Jean MacKay’s Shortbread
Jean MacKay was the assistant in the production department at a publishing company where I worked in California in the 1970s. She dictated the ingredients and brief instructions to me in her lovely Scottish brogue, and I still have them on the same old index card. I have elaborated on the directions and proportions for clarity here, as the actual baking and amount of flour are crucial variables. You can halve the recipe or, as I often do, add finely chopped crystallized ginger to part or all of the dough. I consider this shortbread to be the ideal.
Makes 32 pieces.
1 lb unsalted sweet butter, softened
1 cup sugar
1 cup sweet rice flour (see Note)
4 cups a-p flour (or less—see instructions)
½ cup finely minced fresh
crystallized ginger (optional)
Preheat oven to 325 F.

Entries taken from a collection:
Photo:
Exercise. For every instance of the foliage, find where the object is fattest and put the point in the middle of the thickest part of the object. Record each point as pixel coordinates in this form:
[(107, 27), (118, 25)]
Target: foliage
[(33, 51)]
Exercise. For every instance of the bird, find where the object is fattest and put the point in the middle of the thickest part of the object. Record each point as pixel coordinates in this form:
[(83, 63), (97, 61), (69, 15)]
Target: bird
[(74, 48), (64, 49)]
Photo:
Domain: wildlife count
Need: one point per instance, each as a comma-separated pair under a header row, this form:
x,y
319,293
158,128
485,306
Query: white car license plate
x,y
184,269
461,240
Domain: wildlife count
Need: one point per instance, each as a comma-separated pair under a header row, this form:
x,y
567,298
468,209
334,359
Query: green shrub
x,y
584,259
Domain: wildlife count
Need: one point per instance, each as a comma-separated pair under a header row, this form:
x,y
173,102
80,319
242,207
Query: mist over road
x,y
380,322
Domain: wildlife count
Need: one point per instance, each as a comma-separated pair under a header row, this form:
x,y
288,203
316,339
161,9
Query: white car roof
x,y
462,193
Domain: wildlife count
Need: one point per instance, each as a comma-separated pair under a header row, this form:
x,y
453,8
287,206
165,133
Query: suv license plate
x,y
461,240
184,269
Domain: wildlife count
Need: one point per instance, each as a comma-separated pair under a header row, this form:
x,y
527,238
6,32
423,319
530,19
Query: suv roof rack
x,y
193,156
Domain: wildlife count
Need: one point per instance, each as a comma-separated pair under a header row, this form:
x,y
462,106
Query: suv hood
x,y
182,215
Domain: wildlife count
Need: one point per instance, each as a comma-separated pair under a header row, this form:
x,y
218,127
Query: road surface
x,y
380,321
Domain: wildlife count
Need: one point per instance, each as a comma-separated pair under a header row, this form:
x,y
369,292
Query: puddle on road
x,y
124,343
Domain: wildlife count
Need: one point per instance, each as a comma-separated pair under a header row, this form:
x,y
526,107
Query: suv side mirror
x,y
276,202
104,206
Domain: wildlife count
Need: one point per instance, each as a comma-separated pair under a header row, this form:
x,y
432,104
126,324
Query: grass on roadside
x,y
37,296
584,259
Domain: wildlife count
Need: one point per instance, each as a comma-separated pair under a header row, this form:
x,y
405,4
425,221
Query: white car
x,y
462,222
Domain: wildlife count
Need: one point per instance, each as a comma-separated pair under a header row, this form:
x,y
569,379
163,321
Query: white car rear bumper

• _Complete the following_:
(A) In the shortbread recipe above, write out the part that opens with the words containing "Jean MacKay’s Shortbread" and closes with "flour (see Note)".
(B) In the shortbread recipe, what job did Jean MacKay hold at the publishing company?
(C) What ingredients does the shortbread recipe list, with their amounts?

• _Answers per task_:
(A)
Jean MacKay’s Shortbread
Jean MacKay was the assistant in the production department at a publishing company where I worked in California in the 1970s. She dictated the ingredients and brief instructions to me in her lovely Scottish brogue, and I still have them on the same old index card. I have elaborated on the directions and proportions for clarity here, as the actual baking and amount of flour are crucial variables. You can halve the recipe or, as I often do, add finely chopped crystallized ginger to part or all of the dough. I consider this shortbread to be the ideal.
Makes 32 pieces.
1 lb unsalted sweet butter, softened
1 cup sugar
1 cup sweet rice flour (see Note)

(B) She was the assistant in the production department.

(C)
- 1 lb unsalted sweet butter, softened
- 1 cup sugar
- 1 cup sweet rice flour
- 4 cups a-p flour (or less)
- ½ cup finely minced fresh crystallized ginger (optional)